WHAT YOU SHOULD DO ::
Reproduce, exactly and in full, the records that follow, minus any pictures.

*** Block opens ***

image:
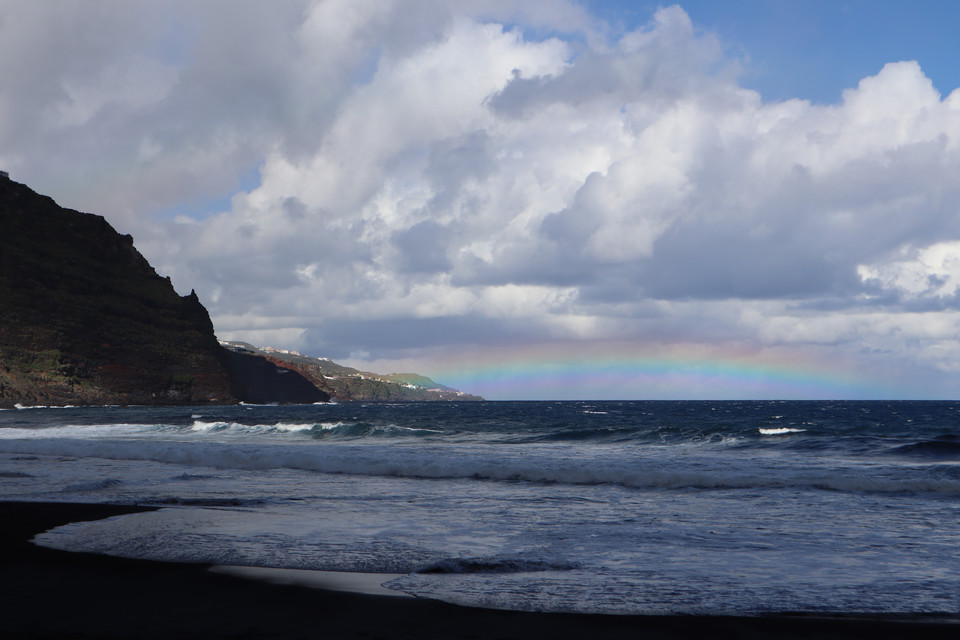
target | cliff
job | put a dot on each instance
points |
(348, 384)
(85, 319)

*** Block closes ***

ANSWER BOX ::
image:
target | cliff
job | put a dot on each instance
points |
(348, 384)
(85, 319)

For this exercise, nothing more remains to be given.